## Exercise goal
Retype the tail of the data exactly, starting at the line containing "table top in this photo." and stopping at the last line.

BEGIN Data for the task

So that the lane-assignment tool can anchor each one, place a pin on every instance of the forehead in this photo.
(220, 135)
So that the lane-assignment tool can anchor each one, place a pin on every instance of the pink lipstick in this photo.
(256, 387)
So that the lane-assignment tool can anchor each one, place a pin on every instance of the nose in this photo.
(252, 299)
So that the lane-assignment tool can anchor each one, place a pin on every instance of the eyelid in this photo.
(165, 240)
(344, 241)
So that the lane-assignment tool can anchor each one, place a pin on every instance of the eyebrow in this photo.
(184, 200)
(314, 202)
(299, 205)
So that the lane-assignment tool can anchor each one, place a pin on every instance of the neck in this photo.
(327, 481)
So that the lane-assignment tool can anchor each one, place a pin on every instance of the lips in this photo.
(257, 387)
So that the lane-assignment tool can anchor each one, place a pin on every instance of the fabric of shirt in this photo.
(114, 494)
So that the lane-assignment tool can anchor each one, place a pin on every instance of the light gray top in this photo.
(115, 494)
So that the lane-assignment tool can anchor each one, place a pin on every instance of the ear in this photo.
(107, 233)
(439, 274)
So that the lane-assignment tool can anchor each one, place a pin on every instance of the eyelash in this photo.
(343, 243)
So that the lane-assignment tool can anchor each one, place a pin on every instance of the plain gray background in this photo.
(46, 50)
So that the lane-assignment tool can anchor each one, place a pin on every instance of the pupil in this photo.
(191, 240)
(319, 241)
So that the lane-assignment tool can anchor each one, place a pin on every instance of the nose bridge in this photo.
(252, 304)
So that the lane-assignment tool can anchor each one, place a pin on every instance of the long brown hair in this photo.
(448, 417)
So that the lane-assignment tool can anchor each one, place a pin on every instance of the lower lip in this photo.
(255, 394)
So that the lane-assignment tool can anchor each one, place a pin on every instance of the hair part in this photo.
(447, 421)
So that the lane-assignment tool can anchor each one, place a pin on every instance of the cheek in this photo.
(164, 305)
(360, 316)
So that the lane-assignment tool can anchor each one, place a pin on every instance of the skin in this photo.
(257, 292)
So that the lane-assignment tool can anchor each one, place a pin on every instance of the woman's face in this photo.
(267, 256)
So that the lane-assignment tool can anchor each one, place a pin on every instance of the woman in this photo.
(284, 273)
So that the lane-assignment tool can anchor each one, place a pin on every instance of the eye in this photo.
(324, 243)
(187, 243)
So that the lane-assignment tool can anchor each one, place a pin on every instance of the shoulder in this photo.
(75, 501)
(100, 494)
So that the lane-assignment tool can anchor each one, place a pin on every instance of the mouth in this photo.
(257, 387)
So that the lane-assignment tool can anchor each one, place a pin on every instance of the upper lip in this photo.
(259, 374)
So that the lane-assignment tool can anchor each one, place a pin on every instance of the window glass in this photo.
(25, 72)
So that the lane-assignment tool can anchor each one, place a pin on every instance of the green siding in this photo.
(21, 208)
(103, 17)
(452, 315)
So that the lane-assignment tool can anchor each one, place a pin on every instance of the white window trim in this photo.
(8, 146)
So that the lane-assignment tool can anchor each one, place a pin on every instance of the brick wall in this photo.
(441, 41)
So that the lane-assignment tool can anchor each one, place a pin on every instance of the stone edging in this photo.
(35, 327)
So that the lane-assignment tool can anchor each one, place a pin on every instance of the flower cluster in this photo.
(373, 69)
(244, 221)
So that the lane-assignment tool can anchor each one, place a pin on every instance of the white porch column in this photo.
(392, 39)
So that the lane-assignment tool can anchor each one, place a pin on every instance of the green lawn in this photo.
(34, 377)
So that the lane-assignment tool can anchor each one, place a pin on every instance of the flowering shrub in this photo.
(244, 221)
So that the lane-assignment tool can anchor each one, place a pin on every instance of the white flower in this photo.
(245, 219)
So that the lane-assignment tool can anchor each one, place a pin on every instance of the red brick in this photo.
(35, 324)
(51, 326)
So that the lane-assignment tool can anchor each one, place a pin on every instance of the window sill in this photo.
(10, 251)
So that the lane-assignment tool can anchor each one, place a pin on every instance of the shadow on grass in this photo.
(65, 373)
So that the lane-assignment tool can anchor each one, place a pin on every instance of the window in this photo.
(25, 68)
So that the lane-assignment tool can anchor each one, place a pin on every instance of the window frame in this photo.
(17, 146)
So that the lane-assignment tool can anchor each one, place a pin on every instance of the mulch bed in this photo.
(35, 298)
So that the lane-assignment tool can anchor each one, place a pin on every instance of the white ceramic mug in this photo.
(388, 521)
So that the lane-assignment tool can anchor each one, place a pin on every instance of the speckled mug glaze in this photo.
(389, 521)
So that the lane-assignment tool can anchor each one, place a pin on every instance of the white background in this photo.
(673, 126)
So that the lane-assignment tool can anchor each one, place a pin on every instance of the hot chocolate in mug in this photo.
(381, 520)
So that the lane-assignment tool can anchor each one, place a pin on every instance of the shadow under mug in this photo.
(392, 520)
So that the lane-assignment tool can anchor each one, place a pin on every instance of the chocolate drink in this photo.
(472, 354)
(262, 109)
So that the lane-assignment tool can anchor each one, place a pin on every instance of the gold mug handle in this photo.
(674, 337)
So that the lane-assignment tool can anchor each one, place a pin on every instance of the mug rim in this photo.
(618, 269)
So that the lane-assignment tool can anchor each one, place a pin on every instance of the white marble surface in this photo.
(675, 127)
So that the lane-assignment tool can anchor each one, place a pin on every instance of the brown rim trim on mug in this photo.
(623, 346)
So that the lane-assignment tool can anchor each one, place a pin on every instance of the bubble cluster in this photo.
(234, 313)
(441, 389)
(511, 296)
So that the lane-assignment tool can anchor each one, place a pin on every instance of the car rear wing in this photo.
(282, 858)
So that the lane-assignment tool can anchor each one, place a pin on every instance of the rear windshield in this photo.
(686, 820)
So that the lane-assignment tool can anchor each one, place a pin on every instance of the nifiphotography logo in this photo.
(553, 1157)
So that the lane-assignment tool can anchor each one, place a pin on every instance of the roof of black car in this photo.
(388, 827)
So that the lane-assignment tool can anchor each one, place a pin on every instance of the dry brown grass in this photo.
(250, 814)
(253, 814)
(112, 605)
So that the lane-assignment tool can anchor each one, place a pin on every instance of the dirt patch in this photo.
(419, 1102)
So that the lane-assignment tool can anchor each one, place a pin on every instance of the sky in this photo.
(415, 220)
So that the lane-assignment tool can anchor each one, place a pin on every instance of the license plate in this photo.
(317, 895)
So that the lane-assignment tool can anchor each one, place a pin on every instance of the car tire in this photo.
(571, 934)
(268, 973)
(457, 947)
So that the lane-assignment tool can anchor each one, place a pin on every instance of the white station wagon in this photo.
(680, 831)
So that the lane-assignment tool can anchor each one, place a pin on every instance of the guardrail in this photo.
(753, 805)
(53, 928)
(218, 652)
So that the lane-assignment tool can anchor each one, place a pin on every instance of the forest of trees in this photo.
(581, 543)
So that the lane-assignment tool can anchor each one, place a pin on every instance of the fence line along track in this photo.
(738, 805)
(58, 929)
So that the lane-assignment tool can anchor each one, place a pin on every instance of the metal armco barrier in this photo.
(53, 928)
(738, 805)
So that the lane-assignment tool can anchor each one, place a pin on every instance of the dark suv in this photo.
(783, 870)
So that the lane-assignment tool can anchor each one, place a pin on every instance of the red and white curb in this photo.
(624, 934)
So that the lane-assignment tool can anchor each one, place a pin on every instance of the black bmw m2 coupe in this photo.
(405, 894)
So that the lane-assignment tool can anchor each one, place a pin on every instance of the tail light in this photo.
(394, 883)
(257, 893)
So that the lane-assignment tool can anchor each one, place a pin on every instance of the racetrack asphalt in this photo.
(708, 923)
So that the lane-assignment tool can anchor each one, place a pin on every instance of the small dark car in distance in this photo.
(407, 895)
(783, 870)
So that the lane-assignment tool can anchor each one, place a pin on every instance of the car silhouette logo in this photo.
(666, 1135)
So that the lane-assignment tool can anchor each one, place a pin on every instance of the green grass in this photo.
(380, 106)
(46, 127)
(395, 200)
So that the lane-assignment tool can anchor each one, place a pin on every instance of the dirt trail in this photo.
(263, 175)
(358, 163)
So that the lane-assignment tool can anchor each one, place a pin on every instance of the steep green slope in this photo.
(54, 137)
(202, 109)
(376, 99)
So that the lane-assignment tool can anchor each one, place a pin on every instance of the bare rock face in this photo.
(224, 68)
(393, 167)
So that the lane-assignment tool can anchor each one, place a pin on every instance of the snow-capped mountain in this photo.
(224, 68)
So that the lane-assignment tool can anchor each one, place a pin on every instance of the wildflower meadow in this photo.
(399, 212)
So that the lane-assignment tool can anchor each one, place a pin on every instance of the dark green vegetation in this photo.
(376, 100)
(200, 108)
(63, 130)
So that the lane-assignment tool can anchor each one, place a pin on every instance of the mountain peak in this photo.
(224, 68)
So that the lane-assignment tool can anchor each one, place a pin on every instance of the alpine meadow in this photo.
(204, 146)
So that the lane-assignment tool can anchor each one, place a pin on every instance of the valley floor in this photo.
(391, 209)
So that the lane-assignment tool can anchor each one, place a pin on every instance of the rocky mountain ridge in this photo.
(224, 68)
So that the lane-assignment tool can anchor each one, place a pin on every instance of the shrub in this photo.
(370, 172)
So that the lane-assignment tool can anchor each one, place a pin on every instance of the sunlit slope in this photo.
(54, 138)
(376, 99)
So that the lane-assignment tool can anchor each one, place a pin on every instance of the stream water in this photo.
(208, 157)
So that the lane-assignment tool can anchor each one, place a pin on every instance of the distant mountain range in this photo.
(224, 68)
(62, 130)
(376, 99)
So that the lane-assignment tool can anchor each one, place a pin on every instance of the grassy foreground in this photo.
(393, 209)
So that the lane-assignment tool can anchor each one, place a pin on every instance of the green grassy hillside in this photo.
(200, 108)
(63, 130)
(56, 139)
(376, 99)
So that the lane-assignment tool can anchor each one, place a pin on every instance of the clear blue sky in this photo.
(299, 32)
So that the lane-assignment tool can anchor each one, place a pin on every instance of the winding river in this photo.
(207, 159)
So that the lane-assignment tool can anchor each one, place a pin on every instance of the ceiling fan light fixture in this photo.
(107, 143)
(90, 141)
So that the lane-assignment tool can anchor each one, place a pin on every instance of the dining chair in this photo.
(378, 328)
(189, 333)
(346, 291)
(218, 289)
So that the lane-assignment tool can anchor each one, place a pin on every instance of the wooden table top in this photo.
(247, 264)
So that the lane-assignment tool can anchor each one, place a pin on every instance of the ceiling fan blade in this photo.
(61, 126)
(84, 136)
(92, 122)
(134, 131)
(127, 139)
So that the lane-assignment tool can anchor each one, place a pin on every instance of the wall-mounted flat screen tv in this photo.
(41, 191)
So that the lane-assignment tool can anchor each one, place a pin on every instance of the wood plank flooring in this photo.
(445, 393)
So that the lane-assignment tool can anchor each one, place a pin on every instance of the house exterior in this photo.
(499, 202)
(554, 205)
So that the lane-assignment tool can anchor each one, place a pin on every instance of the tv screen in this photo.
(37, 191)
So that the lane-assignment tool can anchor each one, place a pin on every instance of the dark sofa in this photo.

END Data for the task

## Final result
So that the lane-assignment tool can anchor each one, place a pin on every instance of the wooden table top in this photo.
(247, 264)
So that the lane-assignment tool can anchor each one, place a pin on every instance of the ceiling fan blade in this photo.
(61, 126)
(84, 136)
(92, 122)
(134, 131)
(127, 139)
So that the lane-assignment tool can anchor each one, place a pin on every instance of the wall-mounted flat screen tv in this photo.
(41, 191)
So that the lane-assignment tool can anchor each one, place a pin on every instance of the wood plank flooring in this photo.
(445, 393)
So that the lane-assignment tool can anchor each one, place a pin on every instance of the house exterior in this photo.
(499, 202)
(554, 205)
So that the lane-assignment tool can anchor each one, place a pin on every instance of the tv screen in this photo.
(37, 191)
So that the lane-assignment tool can anchor each one, place a pin on every instance of the dark sofa in this photo.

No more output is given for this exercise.